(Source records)
▶
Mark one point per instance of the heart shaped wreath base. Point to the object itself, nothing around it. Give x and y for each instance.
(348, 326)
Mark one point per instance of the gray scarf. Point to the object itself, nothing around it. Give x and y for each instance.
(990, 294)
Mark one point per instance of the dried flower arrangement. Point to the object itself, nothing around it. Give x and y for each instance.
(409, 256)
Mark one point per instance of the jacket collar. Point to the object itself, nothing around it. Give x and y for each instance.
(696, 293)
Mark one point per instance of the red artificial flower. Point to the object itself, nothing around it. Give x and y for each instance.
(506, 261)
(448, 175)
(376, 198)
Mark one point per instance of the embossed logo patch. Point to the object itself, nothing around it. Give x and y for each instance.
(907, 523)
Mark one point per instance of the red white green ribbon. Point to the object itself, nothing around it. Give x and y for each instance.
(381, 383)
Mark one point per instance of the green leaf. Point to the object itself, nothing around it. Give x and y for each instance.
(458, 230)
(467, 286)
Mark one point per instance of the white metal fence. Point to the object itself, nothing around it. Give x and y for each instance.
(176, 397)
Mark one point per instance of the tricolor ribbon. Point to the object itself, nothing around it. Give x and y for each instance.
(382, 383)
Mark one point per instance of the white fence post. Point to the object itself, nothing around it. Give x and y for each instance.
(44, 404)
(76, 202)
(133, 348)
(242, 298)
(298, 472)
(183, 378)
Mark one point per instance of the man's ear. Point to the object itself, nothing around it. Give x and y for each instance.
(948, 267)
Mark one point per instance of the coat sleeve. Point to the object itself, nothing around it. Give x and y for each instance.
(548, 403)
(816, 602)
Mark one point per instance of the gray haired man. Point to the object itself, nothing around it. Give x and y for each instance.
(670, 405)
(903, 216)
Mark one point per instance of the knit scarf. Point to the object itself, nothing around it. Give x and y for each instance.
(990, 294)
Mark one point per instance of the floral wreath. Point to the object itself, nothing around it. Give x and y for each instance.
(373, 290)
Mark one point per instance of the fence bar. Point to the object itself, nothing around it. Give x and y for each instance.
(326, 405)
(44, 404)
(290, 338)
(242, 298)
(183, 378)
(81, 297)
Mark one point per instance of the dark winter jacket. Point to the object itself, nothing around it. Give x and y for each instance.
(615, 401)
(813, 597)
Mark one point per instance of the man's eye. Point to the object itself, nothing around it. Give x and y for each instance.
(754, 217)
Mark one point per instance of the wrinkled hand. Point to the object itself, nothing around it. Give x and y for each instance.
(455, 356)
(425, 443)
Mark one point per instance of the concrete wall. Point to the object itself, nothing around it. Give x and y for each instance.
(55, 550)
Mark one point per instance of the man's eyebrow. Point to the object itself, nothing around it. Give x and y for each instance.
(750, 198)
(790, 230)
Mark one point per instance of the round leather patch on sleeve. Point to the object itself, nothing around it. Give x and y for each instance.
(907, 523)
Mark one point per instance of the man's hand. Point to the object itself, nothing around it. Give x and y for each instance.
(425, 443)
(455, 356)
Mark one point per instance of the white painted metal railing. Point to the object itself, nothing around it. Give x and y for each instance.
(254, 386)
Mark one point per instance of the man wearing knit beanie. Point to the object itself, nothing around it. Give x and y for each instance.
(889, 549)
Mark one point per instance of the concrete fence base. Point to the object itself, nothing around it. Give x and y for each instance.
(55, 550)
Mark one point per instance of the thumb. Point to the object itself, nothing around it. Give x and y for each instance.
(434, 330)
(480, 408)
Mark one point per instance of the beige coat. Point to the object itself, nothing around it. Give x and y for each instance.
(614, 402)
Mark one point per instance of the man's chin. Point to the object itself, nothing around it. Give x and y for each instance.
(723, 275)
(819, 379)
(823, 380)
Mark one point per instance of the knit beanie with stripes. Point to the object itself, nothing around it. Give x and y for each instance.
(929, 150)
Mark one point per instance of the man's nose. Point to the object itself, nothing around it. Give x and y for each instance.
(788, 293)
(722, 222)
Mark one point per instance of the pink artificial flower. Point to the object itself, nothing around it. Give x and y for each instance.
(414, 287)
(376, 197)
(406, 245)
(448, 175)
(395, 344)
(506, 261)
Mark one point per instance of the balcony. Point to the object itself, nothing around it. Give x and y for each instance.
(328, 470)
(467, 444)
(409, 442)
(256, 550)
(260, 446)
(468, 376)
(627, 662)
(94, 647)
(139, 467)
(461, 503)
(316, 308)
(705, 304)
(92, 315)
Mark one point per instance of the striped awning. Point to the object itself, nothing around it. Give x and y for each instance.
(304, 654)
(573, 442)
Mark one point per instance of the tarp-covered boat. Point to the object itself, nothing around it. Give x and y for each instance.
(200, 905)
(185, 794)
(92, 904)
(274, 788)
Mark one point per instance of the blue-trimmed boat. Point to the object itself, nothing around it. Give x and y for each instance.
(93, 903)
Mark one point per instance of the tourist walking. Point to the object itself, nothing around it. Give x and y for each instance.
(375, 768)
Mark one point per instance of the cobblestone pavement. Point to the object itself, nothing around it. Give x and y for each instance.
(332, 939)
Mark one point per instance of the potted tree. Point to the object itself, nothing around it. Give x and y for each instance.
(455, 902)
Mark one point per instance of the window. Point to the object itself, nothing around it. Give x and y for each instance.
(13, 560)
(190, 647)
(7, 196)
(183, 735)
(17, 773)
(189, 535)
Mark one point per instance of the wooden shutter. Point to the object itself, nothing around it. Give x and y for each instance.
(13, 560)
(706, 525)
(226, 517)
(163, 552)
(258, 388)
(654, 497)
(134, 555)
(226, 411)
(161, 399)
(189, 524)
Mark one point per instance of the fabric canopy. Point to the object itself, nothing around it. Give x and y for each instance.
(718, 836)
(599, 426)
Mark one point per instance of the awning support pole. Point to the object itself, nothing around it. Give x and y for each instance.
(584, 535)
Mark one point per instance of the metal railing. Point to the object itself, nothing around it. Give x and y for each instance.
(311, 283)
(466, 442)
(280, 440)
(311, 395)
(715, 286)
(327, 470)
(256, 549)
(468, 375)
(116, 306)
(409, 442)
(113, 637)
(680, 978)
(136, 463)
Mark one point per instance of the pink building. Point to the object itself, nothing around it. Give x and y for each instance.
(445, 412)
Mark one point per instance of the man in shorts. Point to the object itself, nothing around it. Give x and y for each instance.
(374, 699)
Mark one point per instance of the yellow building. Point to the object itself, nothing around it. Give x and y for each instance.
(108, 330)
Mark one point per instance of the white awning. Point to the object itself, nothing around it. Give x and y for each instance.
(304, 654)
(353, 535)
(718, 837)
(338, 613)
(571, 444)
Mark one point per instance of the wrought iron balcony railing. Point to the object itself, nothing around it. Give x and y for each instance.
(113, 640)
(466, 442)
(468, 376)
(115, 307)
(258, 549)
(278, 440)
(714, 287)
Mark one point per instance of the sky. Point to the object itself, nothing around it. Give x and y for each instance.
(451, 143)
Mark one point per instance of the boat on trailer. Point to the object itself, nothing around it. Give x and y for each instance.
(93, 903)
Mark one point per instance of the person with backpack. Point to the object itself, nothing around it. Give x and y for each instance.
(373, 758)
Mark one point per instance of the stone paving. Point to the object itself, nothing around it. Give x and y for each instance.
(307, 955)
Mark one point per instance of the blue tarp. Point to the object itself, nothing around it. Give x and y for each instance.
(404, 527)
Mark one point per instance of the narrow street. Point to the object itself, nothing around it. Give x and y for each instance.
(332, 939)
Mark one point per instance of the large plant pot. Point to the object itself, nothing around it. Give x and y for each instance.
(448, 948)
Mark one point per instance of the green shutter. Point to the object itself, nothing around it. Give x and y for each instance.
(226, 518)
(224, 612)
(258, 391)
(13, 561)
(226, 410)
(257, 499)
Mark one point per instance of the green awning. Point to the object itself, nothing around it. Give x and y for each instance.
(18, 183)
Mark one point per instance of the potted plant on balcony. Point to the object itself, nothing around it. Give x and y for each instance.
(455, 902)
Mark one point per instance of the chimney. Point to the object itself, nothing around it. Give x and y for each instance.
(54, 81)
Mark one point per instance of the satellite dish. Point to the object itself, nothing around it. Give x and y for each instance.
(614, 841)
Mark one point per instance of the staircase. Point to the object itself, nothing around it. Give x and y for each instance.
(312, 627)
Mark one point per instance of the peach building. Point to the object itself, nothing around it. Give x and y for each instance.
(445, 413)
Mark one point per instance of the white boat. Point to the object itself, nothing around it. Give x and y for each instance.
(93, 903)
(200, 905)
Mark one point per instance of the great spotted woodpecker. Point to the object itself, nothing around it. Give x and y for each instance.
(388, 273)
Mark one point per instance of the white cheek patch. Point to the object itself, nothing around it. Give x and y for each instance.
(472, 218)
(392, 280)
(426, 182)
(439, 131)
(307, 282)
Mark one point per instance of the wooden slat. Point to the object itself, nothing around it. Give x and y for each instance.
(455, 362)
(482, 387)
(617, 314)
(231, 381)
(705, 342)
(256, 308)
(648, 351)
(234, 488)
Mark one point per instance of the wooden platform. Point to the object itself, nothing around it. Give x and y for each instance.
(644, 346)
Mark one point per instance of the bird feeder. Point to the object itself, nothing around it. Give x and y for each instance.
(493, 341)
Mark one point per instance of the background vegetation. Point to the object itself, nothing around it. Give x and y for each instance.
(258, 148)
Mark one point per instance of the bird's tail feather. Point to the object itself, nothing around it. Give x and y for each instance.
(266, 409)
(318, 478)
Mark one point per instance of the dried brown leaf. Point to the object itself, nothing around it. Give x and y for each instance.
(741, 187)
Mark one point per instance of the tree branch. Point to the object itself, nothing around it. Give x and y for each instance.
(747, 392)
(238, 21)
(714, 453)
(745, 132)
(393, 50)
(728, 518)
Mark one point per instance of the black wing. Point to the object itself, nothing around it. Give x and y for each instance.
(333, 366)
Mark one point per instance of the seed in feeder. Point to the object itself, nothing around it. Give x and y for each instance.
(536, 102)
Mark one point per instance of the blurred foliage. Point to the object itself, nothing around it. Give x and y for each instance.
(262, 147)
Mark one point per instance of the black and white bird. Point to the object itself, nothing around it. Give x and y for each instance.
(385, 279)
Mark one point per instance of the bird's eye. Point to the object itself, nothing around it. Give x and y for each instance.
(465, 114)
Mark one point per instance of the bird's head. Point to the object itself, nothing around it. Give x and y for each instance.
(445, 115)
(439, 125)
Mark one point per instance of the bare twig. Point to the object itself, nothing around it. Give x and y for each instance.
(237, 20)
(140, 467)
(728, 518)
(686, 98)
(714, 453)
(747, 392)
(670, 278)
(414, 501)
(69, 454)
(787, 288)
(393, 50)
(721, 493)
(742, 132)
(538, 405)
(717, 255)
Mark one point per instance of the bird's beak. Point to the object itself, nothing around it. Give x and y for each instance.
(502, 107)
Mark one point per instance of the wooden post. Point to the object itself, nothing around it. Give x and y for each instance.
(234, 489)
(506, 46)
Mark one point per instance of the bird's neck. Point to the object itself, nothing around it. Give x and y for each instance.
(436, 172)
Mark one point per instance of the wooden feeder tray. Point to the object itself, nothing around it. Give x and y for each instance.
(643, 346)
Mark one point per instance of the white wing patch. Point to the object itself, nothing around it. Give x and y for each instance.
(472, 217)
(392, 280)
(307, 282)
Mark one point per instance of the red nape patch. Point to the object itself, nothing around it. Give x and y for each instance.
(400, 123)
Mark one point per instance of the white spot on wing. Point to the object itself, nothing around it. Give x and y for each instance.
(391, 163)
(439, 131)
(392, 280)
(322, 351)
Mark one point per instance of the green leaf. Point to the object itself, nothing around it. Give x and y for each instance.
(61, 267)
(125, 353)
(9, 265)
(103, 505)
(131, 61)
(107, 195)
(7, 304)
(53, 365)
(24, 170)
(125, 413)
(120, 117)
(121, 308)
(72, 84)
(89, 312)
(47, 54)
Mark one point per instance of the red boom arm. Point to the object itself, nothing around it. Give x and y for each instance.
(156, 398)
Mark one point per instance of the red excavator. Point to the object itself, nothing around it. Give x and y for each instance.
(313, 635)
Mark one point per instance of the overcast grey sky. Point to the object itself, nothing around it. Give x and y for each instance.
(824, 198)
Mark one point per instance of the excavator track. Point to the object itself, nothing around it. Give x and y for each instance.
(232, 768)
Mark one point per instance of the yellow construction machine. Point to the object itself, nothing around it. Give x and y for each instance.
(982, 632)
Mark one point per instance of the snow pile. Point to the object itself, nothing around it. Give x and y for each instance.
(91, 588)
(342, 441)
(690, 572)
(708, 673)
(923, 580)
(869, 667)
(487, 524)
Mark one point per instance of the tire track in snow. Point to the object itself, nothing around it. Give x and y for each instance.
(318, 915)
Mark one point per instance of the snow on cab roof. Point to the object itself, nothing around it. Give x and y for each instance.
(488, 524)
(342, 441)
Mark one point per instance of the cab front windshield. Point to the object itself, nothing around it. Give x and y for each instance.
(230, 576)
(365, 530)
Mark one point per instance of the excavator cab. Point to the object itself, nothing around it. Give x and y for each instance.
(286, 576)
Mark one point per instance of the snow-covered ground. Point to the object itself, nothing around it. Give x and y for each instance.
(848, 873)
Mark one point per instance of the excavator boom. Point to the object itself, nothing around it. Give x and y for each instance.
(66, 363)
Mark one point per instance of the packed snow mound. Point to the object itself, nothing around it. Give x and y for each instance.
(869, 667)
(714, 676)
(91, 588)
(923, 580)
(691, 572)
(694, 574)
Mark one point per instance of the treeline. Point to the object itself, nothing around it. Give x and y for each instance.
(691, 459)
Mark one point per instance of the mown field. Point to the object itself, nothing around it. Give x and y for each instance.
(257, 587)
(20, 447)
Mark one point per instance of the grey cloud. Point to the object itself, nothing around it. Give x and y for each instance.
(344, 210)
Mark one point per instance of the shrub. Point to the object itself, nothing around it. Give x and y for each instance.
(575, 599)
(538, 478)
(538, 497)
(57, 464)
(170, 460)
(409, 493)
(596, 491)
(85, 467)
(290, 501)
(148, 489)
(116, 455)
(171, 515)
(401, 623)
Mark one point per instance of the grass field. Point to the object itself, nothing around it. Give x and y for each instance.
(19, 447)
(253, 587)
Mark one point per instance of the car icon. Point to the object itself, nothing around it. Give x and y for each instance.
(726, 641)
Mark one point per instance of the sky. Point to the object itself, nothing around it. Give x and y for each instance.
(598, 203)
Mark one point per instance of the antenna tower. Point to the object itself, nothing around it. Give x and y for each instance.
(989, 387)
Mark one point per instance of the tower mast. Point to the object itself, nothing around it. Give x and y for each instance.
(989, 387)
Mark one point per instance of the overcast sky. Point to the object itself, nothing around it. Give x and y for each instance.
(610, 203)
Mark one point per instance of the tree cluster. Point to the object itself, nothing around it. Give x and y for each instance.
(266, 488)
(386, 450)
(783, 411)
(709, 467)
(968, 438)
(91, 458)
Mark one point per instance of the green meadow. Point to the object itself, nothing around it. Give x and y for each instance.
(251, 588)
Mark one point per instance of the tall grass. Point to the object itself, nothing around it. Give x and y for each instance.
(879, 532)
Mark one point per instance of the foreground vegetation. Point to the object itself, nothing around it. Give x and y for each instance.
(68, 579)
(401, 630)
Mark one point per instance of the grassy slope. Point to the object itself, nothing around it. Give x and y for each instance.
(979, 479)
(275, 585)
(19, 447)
◀
Beginning at the line containing "Mark one point per instance of the green meadow.", repeat each line exactly through the last line of the entries, and include no other lines.

Mark one point per instance of the green meadow. Point to the object itself, nothing around it. Give x and y for each instance.
(251, 588)
Mark one point per instance of the tall grass. Point to the object itself, nothing around it. Give x and y for each instance.
(879, 532)
Mark one point per instance of the foreground vegetation. Point to the object itself, nothing around it. Give x and y for each instance.
(68, 579)
(401, 630)
Mark one point per instance of the grassy slope. Point to the object itself, nothing around it. Give x and y for each instance.
(979, 479)
(275, 585)
(19, 447)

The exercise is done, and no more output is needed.